> **TASK STATEMENT**
Locate each line in the records below that contains the word "statue", and copy every such line in full.

(begin)

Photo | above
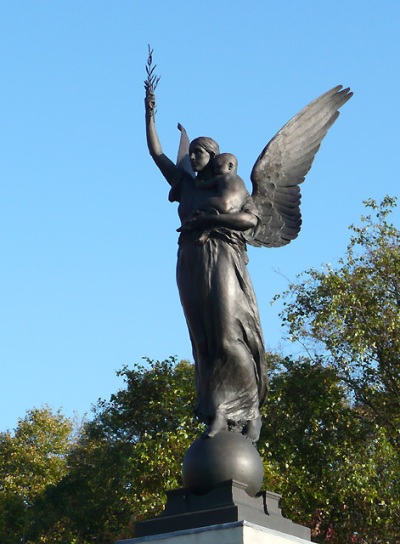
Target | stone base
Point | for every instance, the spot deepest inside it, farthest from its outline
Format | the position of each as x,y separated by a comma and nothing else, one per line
227,503
239,532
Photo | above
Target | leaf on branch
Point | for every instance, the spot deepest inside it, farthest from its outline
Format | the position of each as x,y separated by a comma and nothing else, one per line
152,80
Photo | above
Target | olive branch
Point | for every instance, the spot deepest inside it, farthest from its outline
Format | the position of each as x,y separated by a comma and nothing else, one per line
150,84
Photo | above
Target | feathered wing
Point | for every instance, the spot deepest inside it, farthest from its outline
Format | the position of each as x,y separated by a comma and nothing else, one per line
283,165
183,159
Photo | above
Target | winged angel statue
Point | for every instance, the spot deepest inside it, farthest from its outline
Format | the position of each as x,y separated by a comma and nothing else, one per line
218,218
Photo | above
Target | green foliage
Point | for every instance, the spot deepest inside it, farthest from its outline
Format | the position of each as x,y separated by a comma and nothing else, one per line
128,455
353,312
330,440
335,473
32,459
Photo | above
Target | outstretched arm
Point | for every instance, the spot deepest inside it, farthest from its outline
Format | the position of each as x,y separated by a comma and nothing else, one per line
167,167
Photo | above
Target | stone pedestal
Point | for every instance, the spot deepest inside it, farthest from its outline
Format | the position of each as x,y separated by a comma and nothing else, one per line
238,532
225,506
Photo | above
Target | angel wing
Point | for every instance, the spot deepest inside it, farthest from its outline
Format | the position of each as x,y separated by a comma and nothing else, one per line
183,159
283,165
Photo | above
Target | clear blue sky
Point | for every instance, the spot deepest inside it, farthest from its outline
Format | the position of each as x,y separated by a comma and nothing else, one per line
87,235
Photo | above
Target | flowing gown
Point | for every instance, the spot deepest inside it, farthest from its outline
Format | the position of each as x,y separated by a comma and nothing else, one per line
221,311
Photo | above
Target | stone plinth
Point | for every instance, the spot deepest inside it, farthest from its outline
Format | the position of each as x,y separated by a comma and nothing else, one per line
239,532
225,504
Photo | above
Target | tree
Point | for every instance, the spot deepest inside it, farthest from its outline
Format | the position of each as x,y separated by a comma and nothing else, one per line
32,459
335,473
128,455
353,313
349,317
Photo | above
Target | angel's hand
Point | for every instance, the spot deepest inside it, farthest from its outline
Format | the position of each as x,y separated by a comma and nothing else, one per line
150,102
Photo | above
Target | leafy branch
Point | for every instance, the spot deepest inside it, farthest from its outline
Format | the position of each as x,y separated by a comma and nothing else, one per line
150,84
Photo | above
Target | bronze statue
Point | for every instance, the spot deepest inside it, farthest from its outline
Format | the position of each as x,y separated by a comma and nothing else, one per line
218,218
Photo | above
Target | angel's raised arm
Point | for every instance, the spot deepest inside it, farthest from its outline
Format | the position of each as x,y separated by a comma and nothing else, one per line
166,166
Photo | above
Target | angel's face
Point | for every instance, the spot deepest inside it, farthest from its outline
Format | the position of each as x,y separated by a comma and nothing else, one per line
199,158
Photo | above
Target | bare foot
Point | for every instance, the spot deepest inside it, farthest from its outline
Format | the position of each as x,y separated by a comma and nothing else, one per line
219,423
252,429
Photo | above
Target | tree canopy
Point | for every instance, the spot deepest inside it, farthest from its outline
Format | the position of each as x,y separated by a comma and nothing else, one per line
330,438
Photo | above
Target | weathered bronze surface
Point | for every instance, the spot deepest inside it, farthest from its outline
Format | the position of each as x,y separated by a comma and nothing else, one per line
218,218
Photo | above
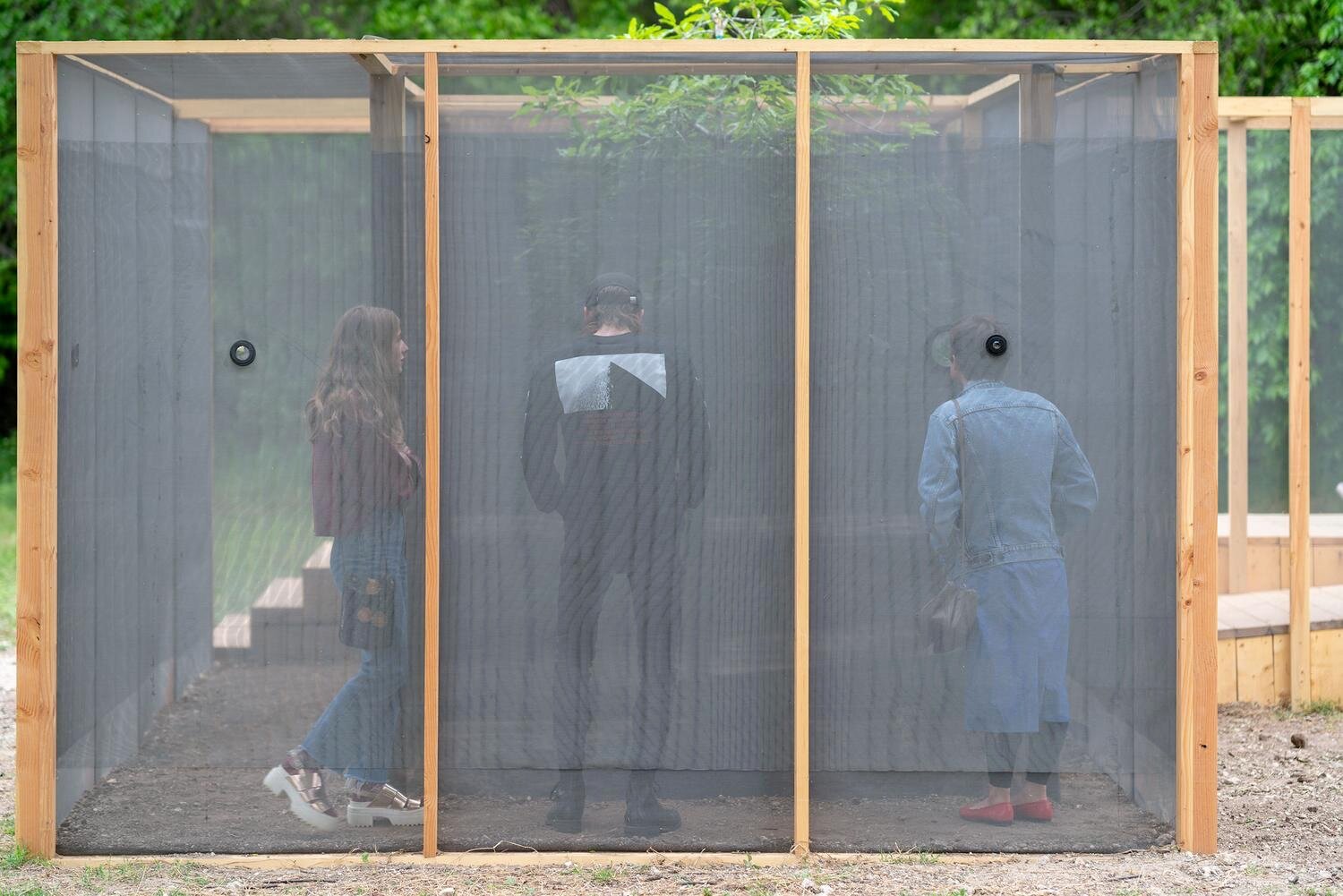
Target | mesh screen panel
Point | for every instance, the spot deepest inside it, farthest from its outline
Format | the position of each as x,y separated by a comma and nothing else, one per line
1326,325
1050,209
199,611
617,508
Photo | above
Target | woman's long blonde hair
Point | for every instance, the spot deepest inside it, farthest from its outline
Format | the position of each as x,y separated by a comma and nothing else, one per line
362,379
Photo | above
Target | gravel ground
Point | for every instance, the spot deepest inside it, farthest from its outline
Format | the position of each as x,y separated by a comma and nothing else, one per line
1280,832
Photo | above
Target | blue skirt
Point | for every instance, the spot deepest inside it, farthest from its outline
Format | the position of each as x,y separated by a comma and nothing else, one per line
1017,675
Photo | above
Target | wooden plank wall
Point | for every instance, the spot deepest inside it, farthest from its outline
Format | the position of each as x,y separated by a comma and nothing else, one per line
1257,670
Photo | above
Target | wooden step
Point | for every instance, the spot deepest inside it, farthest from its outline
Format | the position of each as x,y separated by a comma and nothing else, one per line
321,600
233,638
306,643
281,602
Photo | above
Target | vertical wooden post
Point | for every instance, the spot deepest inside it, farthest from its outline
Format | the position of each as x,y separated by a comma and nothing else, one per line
802,468
1299,399
35,793
1237,357
1036,328
432,453
1195,617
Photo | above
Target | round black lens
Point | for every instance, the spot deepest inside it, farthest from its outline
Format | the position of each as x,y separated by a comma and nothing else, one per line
242,352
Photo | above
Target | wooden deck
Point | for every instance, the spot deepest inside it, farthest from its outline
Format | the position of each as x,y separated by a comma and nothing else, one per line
1267,551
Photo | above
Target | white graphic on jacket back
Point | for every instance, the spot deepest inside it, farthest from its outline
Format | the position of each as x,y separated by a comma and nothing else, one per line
585,381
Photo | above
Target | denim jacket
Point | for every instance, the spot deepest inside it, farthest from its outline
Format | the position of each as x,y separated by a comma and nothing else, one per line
1026,480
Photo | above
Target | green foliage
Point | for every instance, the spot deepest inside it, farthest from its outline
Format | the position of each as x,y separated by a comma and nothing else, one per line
754,113
763,19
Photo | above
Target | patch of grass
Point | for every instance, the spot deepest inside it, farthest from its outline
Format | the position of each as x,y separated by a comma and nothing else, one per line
1327,708
8,536
26,890
911,858
1323,708
262,520
18,858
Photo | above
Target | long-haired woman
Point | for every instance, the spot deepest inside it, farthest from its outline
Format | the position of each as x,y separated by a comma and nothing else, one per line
363,474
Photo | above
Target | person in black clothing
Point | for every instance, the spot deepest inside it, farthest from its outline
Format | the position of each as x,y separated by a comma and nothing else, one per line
631,415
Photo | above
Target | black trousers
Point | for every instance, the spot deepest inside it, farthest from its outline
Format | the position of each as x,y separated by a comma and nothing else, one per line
587,567
1042,750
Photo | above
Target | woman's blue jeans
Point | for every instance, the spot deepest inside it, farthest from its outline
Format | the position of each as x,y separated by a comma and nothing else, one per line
357,731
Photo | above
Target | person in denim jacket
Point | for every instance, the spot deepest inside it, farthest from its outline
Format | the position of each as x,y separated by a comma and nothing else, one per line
996,527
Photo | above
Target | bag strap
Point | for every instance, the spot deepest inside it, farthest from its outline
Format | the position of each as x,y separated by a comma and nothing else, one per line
961,472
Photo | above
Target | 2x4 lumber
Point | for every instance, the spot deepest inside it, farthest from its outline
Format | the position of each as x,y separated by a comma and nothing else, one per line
997,90
1237,360
491,858
618,46
1299,399
287,125
121,80
375,64
1276,107
802,465
432,434
273,107
1284,123
35,764
1098,67
1195,616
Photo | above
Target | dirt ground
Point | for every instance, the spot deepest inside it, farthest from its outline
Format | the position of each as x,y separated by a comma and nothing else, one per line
1280,832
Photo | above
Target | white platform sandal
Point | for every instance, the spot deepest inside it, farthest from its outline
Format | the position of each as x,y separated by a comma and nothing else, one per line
370,802
306,794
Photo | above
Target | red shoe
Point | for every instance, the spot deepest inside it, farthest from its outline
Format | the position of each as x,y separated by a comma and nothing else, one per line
996,815
1039,810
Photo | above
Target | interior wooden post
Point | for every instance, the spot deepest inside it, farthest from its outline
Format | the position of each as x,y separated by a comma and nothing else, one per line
1299,400
1237,359
432,455
802,468
35,764
1195,619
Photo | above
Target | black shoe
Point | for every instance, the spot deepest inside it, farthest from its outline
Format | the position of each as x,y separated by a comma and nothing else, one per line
644,815
569,796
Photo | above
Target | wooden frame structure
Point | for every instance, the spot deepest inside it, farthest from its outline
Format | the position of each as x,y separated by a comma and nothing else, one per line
1299,115
1197,340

(end)

> **EXERCISE ANSWER**
Target | winged angel statue
Target | bronze statue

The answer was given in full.